### Your objective
An exact copy of all the data, minus the images, is required.
___ Available data ___
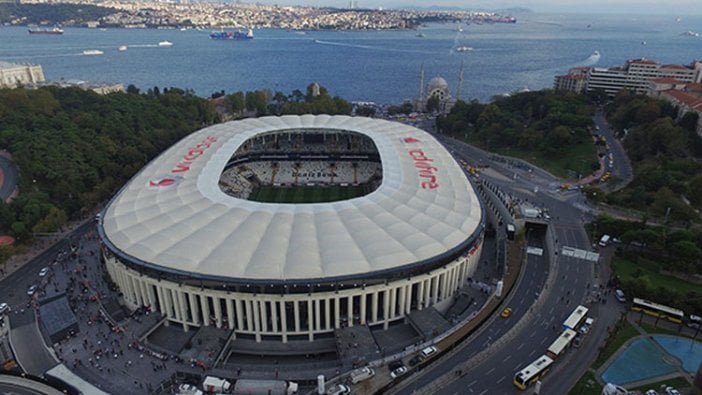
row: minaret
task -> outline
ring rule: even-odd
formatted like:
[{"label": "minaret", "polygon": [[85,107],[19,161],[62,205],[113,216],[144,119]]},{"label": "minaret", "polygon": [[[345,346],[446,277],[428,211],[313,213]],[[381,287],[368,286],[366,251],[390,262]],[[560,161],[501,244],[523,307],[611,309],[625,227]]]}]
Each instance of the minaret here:
[{"label": "minaret", "polygon": [[456,88],[456,100],[461,100],[461,87],[463,87],[463,60],[461,60],[461,71],[458,72],[458,87]]}]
___
### Answer section
row: minaret
task -> outline
ring rule: even-odd
formatted like:
[{"label": "minaret", "polygon": [[85,107],[19,161],[62,205],[113,216],[144,119]]},{"label": "minaret", "polygon": [[[345,346],[446,277],[428,211],[313,213]],[[381,287],[368,286],[366,251],[390,262]],[[560,161],[501,244],[523,307],[611,309],[625,227]]]}]
Each instance of the minaret here:
[{"label": "minaret", "polygon": [[456,88],[456,100],[461,100],[461,87],[463,87],[463,60],[461,60],[461,71],[458,72],[458,87]]}]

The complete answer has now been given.